> _Job_: Reproduce word for word the lines of the material from the one containing "Please segment every instance of the white" through the end.

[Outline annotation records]
——————

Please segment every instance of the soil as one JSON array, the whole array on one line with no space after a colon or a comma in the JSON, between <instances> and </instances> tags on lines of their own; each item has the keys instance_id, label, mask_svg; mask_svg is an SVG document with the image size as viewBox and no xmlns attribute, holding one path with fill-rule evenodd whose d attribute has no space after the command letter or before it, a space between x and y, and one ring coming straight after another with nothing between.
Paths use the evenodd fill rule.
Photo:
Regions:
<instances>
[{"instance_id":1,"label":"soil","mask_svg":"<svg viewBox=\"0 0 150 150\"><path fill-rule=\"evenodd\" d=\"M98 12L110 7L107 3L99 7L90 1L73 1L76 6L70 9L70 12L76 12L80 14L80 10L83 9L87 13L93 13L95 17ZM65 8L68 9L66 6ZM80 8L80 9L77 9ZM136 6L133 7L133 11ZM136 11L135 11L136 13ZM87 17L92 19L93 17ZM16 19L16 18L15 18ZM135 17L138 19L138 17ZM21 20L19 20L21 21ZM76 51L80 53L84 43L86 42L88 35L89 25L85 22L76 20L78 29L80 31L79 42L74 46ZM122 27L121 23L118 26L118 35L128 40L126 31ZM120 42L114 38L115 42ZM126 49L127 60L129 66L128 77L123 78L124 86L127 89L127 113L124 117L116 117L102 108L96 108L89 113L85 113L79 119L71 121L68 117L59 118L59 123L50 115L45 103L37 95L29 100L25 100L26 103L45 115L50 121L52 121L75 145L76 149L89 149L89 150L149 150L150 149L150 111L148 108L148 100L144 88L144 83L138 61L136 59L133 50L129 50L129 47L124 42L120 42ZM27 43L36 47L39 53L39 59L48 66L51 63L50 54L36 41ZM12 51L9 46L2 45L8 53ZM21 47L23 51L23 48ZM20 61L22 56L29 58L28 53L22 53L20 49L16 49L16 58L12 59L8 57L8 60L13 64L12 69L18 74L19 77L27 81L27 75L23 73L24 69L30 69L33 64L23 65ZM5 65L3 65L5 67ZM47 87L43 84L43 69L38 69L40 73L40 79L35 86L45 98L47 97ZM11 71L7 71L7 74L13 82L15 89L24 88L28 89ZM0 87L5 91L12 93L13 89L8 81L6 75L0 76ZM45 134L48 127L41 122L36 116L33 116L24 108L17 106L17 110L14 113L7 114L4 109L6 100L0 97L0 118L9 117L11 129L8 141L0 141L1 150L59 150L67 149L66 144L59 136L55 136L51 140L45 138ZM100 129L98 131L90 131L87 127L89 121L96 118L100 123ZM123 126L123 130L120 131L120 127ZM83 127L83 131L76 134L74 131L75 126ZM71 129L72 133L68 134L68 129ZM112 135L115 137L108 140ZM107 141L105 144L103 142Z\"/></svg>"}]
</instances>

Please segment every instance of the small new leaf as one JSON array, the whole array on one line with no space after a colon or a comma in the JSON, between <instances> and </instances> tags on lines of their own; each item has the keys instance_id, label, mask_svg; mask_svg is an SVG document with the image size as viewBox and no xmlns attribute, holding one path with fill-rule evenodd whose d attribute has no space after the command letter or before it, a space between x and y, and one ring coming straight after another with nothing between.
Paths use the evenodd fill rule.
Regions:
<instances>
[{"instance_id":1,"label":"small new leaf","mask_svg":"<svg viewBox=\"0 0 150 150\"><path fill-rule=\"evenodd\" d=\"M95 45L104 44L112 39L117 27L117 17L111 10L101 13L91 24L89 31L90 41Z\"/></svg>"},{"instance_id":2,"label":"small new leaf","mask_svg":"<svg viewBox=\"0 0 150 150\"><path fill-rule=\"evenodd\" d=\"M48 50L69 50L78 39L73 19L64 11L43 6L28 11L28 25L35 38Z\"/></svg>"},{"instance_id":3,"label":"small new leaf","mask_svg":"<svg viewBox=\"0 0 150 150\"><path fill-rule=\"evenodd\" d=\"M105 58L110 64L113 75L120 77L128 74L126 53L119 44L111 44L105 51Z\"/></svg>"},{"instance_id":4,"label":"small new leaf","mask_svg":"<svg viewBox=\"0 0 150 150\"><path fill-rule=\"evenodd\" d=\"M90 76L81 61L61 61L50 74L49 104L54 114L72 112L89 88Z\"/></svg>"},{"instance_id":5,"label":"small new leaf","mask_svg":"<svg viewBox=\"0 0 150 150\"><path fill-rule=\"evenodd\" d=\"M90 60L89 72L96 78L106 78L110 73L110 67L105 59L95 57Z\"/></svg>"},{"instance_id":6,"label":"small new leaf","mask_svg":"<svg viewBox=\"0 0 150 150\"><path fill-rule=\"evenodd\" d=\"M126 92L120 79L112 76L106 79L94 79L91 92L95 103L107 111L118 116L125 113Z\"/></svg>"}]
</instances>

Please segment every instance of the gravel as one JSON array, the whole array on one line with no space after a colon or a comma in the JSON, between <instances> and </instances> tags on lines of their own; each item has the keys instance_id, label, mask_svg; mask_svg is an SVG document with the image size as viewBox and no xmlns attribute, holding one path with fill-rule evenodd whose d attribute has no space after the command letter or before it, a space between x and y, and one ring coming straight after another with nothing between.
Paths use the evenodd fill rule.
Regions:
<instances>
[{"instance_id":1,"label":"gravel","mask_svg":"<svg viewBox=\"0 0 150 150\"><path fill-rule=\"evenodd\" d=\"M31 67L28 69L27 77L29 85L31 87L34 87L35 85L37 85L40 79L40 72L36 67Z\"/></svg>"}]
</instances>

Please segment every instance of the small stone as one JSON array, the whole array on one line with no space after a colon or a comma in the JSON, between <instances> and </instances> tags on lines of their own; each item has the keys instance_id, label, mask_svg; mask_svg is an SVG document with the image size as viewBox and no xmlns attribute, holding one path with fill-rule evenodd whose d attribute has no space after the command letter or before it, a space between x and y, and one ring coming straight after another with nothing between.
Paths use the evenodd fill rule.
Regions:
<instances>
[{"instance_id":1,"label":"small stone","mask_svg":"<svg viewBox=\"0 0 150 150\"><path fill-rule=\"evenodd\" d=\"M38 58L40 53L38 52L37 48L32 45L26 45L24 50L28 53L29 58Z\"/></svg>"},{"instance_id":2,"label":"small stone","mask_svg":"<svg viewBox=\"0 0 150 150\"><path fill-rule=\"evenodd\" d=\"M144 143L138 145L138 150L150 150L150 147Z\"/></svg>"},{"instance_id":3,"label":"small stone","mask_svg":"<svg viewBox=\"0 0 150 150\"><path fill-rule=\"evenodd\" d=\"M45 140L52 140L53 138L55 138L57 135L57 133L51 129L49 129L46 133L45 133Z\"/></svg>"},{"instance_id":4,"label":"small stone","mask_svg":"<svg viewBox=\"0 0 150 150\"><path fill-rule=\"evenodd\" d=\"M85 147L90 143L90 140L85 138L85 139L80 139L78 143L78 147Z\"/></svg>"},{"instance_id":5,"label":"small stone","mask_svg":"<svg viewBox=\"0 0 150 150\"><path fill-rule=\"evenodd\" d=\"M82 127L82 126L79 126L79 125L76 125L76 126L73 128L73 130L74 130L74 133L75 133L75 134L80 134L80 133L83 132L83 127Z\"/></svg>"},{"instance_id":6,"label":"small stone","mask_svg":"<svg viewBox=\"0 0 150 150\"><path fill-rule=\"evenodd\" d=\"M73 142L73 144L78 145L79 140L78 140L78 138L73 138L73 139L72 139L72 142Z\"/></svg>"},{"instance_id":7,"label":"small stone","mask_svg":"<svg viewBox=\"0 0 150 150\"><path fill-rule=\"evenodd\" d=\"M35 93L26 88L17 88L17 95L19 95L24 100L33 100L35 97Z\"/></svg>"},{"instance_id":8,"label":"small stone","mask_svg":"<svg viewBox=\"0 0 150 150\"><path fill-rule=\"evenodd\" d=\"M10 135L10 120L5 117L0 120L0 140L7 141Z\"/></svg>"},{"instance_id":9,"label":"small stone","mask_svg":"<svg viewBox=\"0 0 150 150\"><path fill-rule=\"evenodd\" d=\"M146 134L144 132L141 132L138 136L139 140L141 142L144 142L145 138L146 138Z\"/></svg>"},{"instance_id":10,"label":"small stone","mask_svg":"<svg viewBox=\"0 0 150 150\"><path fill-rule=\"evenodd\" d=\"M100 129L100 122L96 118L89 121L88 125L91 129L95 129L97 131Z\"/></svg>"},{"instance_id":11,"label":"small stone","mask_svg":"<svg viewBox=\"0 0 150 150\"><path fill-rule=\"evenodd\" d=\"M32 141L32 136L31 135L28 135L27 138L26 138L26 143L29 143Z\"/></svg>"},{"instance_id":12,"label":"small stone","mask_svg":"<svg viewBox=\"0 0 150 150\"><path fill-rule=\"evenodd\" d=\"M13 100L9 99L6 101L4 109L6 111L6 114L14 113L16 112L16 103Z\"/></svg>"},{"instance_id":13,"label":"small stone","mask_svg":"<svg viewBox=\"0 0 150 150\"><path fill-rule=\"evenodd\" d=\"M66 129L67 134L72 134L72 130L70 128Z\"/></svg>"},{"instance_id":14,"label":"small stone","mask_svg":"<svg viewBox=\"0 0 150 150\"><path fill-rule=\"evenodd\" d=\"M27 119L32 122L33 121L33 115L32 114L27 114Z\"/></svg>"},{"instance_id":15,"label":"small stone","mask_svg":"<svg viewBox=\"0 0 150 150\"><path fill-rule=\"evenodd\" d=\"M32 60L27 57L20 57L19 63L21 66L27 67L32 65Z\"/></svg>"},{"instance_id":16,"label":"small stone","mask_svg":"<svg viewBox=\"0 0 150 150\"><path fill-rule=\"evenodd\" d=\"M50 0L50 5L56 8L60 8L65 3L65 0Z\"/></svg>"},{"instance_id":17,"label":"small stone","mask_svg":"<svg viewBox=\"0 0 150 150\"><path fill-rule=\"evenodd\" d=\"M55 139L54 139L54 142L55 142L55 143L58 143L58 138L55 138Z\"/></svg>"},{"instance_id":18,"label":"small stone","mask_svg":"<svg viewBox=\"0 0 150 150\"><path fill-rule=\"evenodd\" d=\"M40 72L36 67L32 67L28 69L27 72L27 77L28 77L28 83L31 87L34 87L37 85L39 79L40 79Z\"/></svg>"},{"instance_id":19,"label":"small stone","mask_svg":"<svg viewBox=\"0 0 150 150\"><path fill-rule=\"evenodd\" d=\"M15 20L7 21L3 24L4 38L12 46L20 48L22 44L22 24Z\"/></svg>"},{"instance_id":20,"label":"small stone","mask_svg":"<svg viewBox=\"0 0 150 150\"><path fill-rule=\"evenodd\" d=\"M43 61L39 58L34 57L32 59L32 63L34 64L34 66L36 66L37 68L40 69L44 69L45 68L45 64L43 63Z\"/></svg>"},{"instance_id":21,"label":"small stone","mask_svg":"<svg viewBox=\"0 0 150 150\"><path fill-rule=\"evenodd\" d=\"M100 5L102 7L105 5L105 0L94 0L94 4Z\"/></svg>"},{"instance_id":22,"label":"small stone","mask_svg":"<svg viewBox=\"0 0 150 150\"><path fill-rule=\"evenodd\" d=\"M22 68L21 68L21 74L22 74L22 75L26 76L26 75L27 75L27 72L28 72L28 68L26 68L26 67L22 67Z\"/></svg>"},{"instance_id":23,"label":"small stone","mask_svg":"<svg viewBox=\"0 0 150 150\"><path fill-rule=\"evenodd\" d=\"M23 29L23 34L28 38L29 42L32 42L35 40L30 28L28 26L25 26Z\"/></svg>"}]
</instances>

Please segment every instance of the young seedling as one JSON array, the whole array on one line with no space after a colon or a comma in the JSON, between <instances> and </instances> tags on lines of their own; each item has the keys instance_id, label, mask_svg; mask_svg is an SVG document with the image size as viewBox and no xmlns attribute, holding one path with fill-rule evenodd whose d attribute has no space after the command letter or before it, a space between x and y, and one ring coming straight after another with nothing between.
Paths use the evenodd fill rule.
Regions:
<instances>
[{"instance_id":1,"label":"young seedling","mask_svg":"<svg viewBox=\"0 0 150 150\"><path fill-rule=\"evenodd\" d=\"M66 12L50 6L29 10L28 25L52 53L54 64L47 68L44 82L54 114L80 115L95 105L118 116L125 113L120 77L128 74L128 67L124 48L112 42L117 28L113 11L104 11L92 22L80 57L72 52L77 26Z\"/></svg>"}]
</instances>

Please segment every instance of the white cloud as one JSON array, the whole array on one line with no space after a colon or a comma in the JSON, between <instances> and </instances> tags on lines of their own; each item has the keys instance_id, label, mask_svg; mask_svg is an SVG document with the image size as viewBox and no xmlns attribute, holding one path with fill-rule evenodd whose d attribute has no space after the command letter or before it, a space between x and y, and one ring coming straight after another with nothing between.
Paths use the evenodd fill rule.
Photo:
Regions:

——————

> _Reply_:
Please segment every instance of the white cloud as one JSON array, the whole array on one line with no space after a colon or a comma in the JSON, between <instances> and </instances> tags on lines of their own; each item has the keys instance_id, label, mask_svg; mask_svg is an SVG document with the image size as viewBox and no xmlns attribute, holding one path with fill-rule evenodd whose d attribute has no space after the command letter or before it, a space between x and y, and one ring coming straight after another with nothing between.
Paths use the evenodd fill rule.
Photo:
Regions:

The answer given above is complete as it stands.